:: SOURCE DOCUMENT

The best is saved for last. Carter gets captured and is stripped naked and tied to a bed, where he’s whipped by Erma, Gerda’s female bodyguard who is apparently built like “a linebacker for the Green Bay Packers.” In this climactic section Gerda has, per Carter, shown her “true colors,” wearing her jackboots, black shirt (unbuttoned to the navel, so as to show off her breasts, naturally), and swastika armband. She even throws in a “Heil Hitler.” Given the old saw familiar from so many James Bond movies, Gerda blithely tells Carter anything he wants to know, given that, of course, he’ll be dead soon.

And of course the supernatural element is lost, as Gerda turns out to merely be 36, the whole “70-year-old” thing something dreamt up by PR man Harper. She is though rather randy, and Carter himself, despite the savage whipping, finds himself reacting to her beauty. Here Stokes delivers a finale that, as Andy Decker referred to it, is in “the top ten of pulp.” Stripping off her own clothes, Gerda cuts Carter loose and informs him he will have sex with her one more time – all while Erma sits watching, holding a submachine gun!

::::

In the book review, who came up with the claim that Gerda was 70 years old?

:: RECORDS SUPPLIED

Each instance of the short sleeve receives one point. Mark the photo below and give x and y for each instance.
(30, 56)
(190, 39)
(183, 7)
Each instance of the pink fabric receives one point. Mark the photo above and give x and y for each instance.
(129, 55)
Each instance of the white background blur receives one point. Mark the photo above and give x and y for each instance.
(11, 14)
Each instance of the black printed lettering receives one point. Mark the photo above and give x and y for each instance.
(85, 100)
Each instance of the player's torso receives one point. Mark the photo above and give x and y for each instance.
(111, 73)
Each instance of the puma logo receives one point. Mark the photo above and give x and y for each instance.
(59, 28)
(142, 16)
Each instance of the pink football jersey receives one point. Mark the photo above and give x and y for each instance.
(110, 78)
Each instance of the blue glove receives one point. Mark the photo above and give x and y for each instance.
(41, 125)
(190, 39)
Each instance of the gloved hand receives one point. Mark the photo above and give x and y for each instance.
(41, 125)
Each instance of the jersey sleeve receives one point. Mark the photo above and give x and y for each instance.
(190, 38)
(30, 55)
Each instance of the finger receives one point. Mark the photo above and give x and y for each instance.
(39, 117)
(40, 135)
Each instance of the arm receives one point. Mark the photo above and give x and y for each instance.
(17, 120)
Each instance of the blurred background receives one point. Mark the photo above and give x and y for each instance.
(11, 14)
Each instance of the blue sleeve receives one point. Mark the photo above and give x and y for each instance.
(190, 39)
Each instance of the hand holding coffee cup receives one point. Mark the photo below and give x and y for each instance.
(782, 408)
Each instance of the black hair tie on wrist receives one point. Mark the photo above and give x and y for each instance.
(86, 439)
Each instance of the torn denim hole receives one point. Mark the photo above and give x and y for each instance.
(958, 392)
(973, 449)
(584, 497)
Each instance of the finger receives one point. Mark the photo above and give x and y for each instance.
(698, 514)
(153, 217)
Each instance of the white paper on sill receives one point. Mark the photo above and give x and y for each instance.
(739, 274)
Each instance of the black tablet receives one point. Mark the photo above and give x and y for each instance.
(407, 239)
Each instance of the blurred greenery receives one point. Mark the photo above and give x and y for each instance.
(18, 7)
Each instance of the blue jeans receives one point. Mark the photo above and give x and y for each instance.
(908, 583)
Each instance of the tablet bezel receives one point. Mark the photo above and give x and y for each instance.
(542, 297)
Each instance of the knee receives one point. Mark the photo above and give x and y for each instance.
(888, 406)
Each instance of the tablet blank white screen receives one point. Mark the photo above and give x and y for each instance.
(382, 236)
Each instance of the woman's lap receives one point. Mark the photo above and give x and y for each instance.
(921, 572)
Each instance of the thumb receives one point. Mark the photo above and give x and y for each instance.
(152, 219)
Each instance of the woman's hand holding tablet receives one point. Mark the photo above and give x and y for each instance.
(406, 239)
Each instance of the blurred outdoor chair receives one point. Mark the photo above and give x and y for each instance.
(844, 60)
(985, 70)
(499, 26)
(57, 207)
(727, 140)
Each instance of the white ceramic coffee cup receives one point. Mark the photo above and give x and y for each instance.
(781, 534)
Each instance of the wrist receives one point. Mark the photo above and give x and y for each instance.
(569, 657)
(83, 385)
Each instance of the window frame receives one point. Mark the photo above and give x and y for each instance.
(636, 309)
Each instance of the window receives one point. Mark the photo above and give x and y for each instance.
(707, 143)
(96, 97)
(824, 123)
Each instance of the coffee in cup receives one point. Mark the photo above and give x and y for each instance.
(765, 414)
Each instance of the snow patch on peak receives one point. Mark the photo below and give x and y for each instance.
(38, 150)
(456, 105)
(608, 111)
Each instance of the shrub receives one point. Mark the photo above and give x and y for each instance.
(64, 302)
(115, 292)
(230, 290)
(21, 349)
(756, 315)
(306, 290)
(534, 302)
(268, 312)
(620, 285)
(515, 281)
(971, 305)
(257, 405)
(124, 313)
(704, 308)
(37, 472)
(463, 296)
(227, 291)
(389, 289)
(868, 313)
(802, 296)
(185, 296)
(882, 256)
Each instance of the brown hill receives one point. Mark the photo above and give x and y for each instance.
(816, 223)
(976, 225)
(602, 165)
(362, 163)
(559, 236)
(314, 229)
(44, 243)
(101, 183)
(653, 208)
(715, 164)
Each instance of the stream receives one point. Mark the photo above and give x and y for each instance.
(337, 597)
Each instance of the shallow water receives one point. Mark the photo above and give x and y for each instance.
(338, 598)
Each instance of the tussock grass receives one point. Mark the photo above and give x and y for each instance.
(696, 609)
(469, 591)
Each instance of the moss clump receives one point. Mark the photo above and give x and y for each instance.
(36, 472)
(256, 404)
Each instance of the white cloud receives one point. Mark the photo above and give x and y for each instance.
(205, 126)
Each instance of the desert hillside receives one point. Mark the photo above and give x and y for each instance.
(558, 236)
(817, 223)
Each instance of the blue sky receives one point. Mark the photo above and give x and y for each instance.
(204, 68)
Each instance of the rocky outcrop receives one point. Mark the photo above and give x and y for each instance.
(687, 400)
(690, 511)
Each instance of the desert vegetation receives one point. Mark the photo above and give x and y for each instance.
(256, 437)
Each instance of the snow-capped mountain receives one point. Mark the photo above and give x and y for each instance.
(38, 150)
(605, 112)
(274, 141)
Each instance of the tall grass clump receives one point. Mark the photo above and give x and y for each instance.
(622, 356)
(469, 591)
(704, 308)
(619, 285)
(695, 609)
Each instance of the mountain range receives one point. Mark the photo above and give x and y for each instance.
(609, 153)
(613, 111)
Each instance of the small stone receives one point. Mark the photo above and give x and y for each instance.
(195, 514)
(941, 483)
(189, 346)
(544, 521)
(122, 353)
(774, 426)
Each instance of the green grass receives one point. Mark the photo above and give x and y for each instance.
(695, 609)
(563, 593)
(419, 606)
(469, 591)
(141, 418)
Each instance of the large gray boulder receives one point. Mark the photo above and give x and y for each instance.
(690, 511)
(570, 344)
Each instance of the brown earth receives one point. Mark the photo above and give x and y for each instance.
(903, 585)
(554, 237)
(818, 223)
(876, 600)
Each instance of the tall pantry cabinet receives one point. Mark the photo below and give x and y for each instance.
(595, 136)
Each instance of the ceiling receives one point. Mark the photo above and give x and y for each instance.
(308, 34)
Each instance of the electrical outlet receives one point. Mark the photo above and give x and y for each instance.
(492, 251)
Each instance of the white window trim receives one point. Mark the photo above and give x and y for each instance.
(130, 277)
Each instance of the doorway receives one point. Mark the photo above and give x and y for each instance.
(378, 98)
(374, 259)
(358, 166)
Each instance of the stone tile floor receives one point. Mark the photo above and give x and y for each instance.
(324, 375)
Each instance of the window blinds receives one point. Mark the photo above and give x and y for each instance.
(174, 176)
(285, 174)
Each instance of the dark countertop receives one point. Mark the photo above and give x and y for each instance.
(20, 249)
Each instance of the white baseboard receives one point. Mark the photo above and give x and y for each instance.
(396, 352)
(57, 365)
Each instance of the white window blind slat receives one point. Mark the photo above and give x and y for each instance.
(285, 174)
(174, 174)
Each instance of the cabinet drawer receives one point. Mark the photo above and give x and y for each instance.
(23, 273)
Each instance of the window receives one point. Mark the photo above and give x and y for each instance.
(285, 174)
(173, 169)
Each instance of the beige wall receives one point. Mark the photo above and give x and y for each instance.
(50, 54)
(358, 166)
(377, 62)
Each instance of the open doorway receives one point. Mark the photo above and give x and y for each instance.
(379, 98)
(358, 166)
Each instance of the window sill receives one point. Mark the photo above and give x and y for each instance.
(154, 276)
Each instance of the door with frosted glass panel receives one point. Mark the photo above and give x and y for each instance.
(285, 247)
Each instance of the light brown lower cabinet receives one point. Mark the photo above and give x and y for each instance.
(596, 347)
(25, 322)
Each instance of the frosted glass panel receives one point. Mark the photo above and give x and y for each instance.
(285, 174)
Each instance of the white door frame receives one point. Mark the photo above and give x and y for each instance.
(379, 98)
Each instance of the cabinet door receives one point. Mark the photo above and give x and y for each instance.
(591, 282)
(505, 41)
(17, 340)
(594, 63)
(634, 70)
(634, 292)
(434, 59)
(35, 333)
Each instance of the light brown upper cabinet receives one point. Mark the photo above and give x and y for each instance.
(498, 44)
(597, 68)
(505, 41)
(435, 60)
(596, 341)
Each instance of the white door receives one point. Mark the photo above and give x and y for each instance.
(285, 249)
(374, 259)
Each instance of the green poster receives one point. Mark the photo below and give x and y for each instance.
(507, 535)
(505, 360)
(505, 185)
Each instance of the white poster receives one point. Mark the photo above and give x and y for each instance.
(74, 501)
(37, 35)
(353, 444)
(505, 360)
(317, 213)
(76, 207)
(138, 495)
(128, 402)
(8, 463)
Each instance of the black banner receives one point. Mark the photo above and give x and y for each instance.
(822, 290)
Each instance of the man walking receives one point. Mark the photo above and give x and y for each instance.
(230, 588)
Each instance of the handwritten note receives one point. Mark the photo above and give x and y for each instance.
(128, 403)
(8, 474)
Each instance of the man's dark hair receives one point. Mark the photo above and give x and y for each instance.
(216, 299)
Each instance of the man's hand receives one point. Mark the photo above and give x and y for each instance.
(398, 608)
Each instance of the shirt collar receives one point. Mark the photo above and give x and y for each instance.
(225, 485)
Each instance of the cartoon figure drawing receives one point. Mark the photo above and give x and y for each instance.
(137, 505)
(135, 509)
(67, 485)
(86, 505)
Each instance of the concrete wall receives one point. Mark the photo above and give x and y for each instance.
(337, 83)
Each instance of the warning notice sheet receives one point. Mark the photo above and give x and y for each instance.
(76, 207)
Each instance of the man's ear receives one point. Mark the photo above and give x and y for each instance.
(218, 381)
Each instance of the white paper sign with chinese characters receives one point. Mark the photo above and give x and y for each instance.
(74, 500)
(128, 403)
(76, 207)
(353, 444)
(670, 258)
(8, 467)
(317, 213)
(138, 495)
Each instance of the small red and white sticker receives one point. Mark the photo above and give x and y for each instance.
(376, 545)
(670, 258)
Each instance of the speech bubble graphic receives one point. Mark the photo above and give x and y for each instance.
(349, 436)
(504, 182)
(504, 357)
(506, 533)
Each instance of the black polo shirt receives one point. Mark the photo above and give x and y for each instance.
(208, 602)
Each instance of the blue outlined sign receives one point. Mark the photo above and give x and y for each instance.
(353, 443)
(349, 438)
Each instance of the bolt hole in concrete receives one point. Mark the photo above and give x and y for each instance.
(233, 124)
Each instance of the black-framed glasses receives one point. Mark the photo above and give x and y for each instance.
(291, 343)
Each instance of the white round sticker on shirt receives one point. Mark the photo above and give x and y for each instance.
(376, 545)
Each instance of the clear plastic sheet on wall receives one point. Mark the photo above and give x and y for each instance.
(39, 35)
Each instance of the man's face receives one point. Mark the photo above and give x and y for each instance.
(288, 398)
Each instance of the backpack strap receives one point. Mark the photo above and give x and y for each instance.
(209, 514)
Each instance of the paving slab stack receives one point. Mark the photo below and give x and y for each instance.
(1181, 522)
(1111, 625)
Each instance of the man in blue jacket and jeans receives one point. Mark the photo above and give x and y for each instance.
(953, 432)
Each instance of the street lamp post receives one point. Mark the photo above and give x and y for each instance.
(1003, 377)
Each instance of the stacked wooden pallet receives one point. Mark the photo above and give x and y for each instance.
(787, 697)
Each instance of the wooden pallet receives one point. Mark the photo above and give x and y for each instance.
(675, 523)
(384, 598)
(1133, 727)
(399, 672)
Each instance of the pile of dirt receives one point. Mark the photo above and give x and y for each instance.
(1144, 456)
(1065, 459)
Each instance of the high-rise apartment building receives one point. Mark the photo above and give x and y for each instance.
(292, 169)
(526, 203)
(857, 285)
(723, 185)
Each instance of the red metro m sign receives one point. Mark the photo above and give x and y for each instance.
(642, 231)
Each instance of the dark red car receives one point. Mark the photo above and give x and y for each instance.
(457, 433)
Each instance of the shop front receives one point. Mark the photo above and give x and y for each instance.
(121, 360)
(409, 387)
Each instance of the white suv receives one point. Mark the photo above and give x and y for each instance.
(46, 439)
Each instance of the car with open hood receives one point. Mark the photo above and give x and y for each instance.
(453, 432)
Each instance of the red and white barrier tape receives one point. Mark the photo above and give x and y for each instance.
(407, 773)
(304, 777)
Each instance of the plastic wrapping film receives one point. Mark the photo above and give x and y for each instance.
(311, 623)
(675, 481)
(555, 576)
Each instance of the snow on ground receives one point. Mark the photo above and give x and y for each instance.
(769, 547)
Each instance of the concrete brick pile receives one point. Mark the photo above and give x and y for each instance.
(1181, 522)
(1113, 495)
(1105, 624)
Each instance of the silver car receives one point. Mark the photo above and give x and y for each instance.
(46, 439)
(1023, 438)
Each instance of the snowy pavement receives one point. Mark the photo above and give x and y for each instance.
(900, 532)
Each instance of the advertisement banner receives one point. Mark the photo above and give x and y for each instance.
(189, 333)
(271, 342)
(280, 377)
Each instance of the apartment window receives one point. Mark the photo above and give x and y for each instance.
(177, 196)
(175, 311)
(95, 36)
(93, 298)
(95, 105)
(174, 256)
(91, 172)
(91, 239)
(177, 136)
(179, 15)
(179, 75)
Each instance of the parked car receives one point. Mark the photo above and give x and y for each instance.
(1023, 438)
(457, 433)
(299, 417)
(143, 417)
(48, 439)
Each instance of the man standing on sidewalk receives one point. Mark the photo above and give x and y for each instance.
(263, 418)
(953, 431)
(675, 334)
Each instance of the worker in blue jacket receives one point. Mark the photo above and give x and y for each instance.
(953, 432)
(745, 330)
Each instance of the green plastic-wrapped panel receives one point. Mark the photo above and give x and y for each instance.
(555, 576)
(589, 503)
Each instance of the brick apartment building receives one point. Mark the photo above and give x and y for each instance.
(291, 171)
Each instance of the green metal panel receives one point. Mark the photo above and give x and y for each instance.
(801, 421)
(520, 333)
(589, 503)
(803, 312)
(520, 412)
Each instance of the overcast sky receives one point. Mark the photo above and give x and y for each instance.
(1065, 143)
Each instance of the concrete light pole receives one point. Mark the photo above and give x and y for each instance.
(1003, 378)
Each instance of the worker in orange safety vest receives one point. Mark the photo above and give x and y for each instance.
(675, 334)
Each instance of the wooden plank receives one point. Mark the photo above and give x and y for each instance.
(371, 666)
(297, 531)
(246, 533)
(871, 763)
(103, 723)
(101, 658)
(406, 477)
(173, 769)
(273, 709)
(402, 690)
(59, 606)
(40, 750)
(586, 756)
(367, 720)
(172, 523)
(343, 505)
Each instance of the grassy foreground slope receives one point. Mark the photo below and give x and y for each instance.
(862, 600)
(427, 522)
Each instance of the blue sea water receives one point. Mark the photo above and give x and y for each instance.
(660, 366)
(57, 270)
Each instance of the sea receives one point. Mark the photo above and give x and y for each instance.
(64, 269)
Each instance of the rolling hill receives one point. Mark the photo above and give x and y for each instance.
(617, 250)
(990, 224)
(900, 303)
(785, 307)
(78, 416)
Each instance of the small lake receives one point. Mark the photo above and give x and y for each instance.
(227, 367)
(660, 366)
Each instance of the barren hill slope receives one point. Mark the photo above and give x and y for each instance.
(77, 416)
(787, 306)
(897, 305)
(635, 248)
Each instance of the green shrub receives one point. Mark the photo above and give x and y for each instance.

::::

=== OUTPUT FOR THIS TASK ===
PR man Harper.